Work to be completed: Starting at the line that holds "Where can you spot the green wreath", set down each line through the end of the listing, exactly as written and with nothing added.

[Dataset rows on where objects appear]
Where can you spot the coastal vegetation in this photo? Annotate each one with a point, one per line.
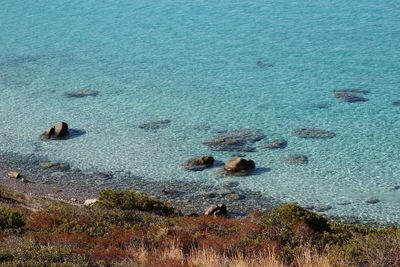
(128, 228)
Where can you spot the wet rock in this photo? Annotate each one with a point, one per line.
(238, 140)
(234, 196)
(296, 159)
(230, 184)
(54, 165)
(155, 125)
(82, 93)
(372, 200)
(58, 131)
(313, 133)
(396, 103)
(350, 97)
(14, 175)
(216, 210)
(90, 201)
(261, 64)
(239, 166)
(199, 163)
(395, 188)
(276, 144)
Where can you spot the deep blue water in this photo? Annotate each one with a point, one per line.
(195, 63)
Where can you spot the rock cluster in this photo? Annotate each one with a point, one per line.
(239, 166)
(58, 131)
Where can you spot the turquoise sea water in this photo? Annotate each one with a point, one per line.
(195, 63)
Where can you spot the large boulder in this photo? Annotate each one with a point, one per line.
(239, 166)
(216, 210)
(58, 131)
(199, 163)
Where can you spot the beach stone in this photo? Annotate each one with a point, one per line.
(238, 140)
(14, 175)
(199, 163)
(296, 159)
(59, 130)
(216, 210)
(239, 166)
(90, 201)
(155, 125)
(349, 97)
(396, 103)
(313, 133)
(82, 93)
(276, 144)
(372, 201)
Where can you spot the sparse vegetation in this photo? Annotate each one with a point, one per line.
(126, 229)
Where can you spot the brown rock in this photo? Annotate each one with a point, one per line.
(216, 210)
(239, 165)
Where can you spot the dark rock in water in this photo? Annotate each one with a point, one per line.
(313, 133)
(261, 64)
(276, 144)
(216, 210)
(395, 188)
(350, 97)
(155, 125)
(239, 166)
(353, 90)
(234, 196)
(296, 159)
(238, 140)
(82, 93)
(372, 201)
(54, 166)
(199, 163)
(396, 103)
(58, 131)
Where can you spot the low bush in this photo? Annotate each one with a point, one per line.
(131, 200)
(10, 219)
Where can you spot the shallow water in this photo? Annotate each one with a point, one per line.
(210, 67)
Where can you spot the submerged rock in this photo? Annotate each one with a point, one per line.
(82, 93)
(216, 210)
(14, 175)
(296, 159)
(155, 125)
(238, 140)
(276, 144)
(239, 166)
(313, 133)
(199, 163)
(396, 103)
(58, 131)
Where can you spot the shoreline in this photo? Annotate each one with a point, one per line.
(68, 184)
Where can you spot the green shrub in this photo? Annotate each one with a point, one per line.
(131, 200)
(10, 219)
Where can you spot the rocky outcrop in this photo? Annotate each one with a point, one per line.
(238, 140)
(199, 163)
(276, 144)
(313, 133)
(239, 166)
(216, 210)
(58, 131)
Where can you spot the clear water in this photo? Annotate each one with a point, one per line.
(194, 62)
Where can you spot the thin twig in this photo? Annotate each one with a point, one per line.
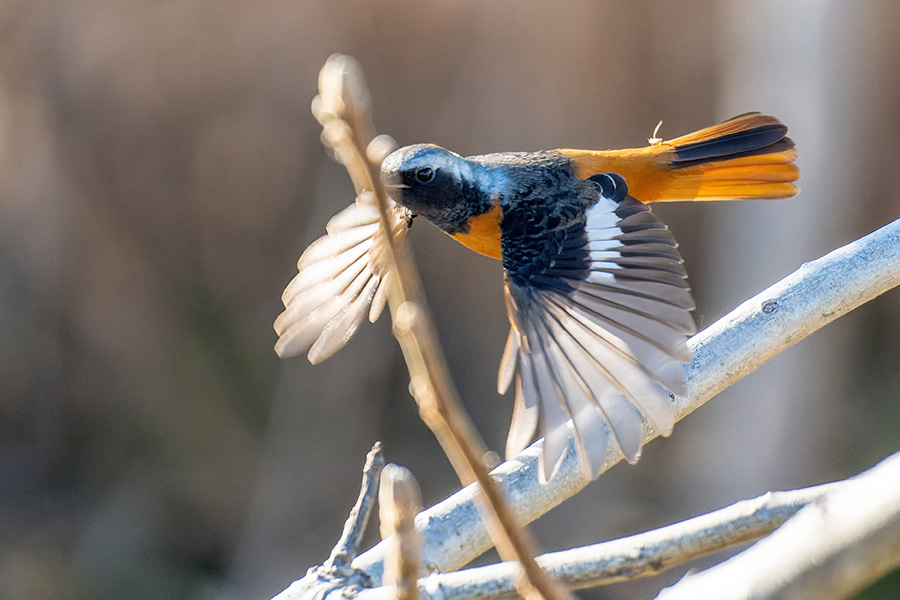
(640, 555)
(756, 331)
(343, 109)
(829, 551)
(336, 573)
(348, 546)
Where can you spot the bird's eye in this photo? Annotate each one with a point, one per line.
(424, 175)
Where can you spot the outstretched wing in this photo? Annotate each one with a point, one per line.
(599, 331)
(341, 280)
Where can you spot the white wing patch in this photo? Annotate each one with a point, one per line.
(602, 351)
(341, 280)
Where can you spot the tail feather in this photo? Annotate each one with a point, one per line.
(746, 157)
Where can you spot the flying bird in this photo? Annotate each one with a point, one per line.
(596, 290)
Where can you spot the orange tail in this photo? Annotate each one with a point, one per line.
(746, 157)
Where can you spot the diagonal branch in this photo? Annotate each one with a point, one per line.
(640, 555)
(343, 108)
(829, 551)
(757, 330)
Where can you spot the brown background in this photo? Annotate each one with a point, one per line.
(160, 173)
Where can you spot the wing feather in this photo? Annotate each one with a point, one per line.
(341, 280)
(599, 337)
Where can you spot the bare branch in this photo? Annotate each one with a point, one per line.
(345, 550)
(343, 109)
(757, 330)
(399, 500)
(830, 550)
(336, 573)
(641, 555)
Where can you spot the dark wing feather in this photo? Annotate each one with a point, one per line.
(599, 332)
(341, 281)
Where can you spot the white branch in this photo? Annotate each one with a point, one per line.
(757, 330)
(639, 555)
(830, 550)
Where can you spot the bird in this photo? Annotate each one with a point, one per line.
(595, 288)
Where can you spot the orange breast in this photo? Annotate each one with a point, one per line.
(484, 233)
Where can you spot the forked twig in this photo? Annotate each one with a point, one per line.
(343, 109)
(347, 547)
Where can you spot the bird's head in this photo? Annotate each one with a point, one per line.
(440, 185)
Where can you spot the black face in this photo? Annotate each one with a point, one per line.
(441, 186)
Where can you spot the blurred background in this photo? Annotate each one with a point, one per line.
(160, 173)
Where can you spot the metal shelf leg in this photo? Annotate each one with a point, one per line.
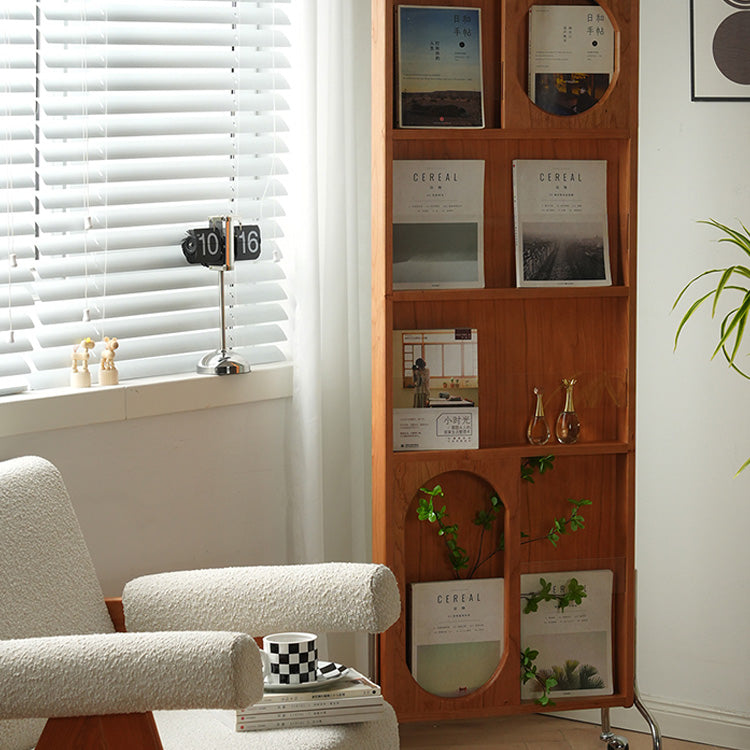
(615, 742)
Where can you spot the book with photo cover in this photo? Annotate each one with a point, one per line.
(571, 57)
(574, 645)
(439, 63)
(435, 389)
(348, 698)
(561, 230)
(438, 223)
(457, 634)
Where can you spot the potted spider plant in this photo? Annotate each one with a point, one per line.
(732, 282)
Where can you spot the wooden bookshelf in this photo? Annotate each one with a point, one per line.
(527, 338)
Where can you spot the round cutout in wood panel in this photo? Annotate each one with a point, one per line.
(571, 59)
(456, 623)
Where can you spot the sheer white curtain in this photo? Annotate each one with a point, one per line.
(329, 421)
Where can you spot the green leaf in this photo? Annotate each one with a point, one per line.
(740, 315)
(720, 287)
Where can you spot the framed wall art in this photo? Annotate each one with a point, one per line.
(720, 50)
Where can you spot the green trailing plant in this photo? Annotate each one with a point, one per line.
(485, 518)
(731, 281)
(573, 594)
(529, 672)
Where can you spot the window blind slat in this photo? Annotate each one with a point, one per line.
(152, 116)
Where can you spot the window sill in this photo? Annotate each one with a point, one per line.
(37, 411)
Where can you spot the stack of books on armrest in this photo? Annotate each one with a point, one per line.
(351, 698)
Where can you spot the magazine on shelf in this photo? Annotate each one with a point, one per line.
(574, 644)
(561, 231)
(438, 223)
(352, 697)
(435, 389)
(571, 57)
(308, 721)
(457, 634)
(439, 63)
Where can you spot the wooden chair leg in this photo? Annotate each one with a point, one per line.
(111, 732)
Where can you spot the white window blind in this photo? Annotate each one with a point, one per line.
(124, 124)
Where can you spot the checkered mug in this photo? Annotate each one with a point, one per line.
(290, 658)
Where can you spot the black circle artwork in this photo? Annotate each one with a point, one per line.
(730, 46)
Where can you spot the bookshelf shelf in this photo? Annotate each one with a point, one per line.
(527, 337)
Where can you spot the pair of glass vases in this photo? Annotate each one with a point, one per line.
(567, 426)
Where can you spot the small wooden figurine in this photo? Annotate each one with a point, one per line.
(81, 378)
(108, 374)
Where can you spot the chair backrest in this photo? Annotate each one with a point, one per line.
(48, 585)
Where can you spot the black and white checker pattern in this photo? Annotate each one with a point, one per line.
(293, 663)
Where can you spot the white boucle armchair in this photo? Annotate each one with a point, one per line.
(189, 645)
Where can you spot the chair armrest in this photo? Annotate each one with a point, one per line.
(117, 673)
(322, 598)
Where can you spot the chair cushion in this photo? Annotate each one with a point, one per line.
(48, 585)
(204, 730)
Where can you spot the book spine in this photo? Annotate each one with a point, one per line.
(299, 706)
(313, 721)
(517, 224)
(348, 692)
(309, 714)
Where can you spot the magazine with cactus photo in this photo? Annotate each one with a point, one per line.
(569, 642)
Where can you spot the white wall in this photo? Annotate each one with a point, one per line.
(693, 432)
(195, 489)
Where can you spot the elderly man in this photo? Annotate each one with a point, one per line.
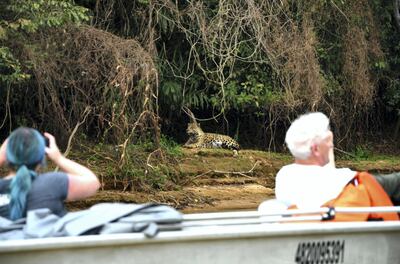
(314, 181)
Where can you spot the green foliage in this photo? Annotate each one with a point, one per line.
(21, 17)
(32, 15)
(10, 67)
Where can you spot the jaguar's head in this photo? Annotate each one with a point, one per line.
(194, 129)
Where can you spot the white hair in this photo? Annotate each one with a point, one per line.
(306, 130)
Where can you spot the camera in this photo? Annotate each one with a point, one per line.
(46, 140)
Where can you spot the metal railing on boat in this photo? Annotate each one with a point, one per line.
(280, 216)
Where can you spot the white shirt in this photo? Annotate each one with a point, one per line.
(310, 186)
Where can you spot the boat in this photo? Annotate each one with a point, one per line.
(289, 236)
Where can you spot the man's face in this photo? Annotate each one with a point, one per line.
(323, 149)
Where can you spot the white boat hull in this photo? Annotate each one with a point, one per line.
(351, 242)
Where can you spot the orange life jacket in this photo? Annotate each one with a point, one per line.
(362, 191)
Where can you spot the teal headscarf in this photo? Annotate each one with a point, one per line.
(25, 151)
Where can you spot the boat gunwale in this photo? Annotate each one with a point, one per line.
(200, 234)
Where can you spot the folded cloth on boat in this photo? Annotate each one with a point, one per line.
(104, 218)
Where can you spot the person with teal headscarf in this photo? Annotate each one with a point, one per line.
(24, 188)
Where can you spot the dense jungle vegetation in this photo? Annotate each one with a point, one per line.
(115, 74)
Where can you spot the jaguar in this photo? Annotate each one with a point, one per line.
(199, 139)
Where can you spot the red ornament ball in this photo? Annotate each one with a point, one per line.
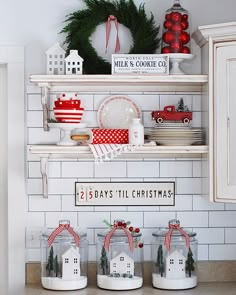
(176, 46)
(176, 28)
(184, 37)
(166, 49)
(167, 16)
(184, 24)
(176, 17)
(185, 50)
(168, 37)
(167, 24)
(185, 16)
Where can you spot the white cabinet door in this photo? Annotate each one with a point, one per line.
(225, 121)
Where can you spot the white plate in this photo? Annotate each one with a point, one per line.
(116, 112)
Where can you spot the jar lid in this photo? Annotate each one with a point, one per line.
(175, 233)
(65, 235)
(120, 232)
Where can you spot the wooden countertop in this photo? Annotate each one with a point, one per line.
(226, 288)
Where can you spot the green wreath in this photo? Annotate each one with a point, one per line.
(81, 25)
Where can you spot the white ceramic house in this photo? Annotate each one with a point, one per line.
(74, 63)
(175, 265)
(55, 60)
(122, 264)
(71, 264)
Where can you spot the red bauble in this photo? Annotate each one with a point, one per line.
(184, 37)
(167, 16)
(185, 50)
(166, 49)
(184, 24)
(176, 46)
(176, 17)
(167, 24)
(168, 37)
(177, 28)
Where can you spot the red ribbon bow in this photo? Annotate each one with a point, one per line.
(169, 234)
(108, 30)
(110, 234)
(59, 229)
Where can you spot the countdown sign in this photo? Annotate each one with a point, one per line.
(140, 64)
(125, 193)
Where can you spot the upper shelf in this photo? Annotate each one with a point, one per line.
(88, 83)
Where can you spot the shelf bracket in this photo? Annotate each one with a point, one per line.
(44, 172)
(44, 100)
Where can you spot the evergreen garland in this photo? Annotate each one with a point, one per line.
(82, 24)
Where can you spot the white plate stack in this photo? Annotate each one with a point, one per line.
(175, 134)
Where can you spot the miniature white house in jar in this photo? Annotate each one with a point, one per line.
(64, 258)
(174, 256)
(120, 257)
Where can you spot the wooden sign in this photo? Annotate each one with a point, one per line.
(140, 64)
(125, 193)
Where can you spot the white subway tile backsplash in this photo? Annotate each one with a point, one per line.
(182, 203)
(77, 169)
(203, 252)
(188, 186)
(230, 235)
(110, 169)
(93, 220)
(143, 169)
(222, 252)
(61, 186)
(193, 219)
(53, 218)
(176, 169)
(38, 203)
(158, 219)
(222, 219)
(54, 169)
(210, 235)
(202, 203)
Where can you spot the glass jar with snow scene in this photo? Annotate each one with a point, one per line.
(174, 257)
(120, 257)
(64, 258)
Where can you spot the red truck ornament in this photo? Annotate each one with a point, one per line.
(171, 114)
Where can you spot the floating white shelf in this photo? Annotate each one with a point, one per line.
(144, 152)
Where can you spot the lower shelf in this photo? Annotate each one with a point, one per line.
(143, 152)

Answer to this task:
Where can you spot the green wreath in this photo? Annotate each one with a point, one per line.
(81, 25)
Where can you spot the white ceramic house in this photo? Annotate each one with a point, one per line.
(74, 63)
(175, 265)
(55, 60)
(122, 264)
(71, 264)
Where can you spot the red bauble in this photo? Annotate each one with a point, one per line.
(184, 37)
(167, 16)
(185, 50)
(166, 49)
(184, 24)
(176, 46)
(176, 17)
(167, 24)
(168, 37)
(177, 28)
Where can you spot the red ribbon bow in this photo? Annotate each one with a point, one per line.
(169, 234)
(108, 30)
(110, 234)
(59, 229)
Where can you spot the countdown sign in this photo? Annotate each one with a point, one per line.
(140, 64)
(125, 193)
Where can you spot the upper shelf in this photo? Annotate each one with a point, one per line.
(88, 83)
Where can you spot the shelf bracket in this photo? Annotate each one with a point, one per line.
(44, 172)
(44, 100)
Where can you spot the evergreen garland in this photo? Annotate each one with a point, one per line.
(82, 24)
Where can you spot the white plate stack in this photo? Annotate each one with a point, one per line.
(175, 134)
Where can you spot the miniature white house in jar in this photo? Annotate each one with a point, one per line.
(64, 258)
(174, 256)
(120, 257)
Where can you spot the wooden sign in this photo? Annotate each one with a point, one per line.
(140, 64)
(125, 193)
Where can you spot the white subway tile backsplash in this photo? Annotate each one with a point, one per line.
(182, 203)
(77, 169)
(203, 252)
(188, 186)
(230, 235)
(110, 169)
(93, 220)
(143, 169)
(222, 252)
(61, 186)
(193, 219)
(53, 218)
(176, 169)
(38, 203)
(158, 219)
(222, 219)
(54, 169)
(210, 235)
(202, 203)
Where can you spot the glass jar with snow scene in this photo? Annotate each one with a point, one per line.
(174, 257)
(120, 257)
(64, 258)
Where can you spot the red truck ornament in this photo? Annotate each one with a point, one per line.
(171, 114)
Where can you spot the floating white shelf in this photo? Annotate each one with a point, one per line.
(144, 152)
Where can you spot the lower shelf in this photo? Annotate each one with a point, one per line.
(143, 152)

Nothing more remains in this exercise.